**Work to complete**.
Pull out each line of the rows below that contains the string "denim".

[start of Exercise material]

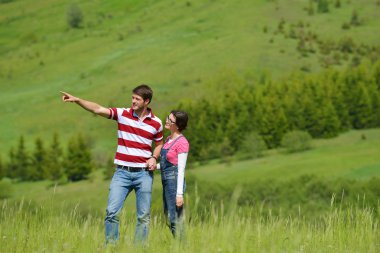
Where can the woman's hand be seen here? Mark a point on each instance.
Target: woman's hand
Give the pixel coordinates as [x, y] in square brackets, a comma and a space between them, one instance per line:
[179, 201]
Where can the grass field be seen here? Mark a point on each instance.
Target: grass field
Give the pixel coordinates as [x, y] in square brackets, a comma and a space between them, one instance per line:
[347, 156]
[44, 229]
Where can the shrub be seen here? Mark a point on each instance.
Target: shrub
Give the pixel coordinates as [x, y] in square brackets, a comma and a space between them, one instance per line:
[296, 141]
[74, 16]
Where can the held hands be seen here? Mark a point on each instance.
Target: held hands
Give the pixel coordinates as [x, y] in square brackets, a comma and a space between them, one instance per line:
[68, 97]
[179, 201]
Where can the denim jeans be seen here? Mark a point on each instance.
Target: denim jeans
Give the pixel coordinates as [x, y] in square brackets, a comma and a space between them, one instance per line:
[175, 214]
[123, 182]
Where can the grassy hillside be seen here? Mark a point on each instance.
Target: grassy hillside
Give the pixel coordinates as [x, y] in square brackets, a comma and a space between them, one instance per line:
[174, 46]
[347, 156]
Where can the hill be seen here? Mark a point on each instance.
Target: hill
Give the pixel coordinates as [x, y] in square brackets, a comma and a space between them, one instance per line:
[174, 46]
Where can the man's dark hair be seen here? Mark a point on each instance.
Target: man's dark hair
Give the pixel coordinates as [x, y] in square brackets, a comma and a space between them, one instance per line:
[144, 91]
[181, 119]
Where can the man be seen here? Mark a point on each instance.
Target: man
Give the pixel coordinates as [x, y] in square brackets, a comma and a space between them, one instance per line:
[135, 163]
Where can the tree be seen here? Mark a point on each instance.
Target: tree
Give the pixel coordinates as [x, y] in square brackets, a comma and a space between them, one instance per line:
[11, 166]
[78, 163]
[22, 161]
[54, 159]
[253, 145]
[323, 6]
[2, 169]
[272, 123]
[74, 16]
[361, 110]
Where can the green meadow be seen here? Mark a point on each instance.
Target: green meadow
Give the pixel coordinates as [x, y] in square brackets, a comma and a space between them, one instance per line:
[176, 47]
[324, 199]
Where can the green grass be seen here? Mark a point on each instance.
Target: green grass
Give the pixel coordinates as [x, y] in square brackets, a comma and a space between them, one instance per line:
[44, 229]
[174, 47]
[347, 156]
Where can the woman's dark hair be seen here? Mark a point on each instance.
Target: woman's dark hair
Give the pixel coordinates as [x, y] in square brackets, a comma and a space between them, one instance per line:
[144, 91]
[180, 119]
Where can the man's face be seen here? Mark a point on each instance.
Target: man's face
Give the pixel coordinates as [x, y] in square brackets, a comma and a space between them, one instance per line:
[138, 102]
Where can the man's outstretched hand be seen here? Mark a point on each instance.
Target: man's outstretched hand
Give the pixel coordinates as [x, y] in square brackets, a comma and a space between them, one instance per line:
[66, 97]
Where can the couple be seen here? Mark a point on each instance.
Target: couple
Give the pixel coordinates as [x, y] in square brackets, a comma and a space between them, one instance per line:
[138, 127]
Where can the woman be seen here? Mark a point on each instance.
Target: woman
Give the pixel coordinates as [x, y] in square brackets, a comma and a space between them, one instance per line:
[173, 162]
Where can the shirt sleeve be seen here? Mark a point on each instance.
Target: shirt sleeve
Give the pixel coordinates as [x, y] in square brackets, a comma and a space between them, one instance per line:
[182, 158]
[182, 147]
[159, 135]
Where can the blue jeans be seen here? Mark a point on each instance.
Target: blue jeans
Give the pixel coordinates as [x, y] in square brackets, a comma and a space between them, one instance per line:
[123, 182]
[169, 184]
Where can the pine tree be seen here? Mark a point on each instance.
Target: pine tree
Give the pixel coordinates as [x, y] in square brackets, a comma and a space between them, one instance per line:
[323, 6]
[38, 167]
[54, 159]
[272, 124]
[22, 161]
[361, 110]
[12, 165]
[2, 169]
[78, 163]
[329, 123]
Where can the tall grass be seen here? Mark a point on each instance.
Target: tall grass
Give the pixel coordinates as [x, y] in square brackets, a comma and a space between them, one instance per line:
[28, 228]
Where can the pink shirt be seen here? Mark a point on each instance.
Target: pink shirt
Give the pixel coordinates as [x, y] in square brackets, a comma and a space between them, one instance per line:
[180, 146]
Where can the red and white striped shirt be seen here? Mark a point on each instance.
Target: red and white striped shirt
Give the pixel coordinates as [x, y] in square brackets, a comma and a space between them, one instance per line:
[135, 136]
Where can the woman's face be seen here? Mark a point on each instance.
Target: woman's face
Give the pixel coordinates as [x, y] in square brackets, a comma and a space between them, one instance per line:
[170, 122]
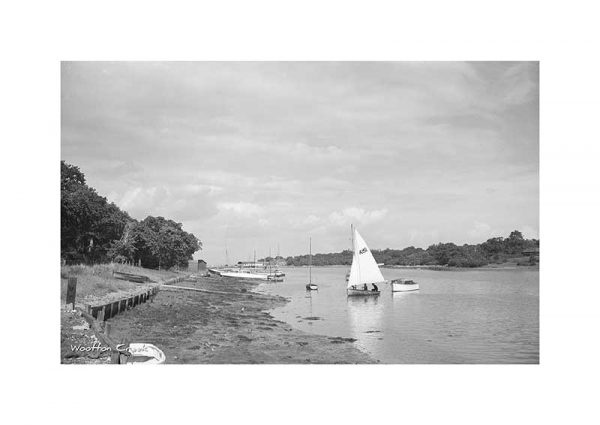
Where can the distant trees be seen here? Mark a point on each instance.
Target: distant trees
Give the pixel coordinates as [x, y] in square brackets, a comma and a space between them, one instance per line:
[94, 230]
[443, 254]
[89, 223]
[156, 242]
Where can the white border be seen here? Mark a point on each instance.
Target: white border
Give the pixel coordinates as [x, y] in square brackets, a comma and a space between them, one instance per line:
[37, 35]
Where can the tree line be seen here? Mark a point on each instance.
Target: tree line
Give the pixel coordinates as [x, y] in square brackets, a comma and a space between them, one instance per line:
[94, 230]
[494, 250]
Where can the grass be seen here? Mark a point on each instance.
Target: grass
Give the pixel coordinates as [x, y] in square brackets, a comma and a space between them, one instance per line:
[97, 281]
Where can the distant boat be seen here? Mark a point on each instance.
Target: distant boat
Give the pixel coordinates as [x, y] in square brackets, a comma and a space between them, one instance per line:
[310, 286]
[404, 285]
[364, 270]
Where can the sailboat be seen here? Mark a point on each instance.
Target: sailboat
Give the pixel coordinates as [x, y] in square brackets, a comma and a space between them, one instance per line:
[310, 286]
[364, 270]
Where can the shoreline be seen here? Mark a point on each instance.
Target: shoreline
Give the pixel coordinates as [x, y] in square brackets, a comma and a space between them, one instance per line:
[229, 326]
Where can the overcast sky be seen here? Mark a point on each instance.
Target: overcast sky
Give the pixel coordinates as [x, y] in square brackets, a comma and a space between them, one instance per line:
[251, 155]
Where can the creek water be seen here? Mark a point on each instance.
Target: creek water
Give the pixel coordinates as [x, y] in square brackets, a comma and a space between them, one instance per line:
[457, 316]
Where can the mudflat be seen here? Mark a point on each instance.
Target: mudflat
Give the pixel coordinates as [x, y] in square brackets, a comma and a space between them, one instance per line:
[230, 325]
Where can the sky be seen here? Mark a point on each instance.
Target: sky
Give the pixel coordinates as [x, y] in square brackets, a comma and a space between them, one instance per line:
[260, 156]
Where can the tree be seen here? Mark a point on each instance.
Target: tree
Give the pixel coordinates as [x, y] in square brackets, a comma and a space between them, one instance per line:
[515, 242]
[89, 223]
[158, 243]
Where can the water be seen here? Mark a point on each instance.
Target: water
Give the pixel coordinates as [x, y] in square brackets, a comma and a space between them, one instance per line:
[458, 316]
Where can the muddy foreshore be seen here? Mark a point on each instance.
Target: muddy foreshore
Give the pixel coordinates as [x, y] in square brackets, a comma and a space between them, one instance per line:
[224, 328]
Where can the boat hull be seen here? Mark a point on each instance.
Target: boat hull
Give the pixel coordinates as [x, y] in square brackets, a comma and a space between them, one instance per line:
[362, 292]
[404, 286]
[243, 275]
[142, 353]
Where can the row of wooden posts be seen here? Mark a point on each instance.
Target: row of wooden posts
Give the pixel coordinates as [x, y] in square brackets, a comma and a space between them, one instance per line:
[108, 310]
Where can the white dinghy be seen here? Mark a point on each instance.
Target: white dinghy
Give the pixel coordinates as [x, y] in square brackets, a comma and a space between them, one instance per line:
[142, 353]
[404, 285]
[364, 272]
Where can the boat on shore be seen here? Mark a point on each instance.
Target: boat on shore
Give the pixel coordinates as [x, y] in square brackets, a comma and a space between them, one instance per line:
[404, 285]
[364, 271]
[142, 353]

[end of Exercise material]
[start of Exercise material]

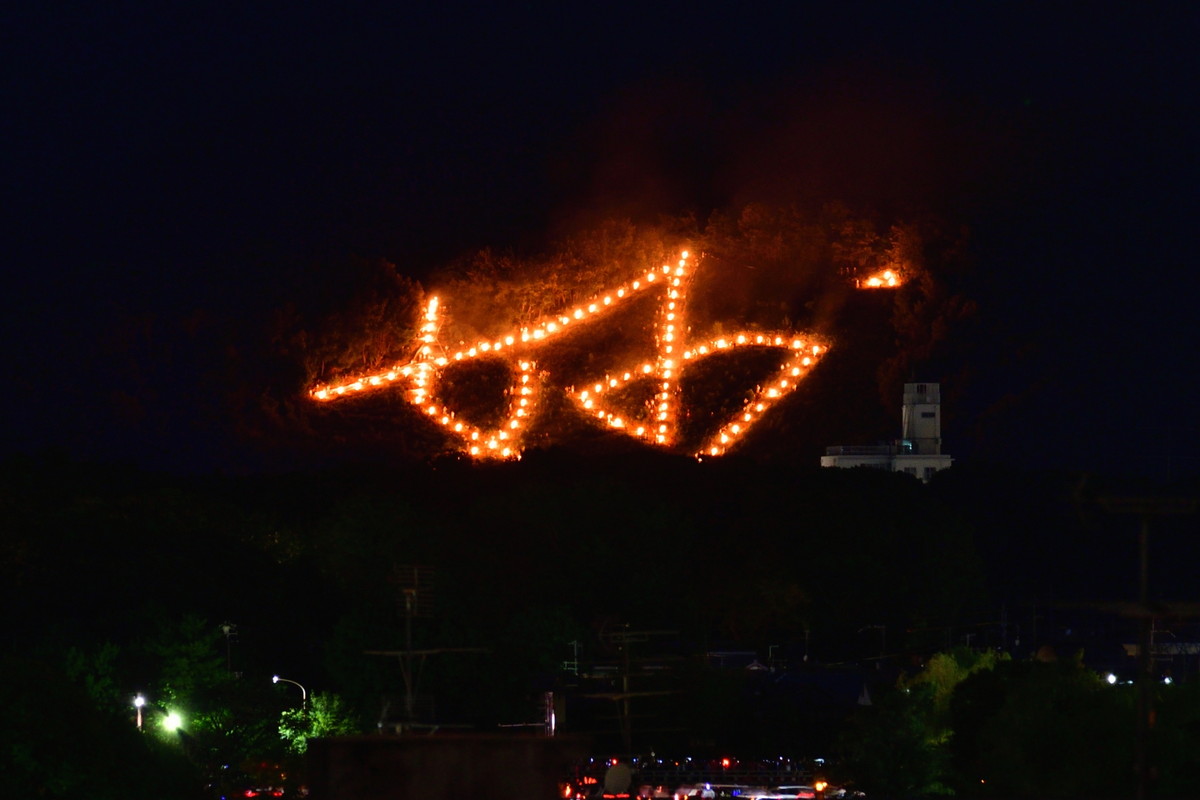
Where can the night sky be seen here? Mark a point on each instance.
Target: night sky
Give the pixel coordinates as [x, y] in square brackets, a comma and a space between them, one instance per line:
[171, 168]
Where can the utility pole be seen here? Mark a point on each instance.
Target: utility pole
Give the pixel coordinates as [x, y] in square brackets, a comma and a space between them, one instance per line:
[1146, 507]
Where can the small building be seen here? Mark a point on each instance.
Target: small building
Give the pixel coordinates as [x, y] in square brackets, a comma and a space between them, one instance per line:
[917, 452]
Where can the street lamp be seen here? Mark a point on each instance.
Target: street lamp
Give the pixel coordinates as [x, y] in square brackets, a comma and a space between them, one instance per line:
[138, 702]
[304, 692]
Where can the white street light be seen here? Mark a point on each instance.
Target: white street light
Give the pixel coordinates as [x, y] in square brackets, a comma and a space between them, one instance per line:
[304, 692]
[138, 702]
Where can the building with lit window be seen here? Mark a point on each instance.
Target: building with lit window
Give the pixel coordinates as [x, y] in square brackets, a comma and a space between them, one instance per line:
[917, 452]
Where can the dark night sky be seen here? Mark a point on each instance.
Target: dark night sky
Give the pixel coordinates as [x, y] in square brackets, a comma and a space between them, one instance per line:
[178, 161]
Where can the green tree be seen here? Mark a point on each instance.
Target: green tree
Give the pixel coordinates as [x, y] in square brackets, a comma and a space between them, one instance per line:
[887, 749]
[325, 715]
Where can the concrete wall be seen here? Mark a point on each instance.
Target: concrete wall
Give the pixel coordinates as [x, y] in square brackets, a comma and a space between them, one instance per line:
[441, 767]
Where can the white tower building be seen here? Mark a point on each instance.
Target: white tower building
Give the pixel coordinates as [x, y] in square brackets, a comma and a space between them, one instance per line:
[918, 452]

[end of Exercise material]

**The reply**.
Where can the denim jeans be seen here? Mark a point on each instance.
Target: denim jeans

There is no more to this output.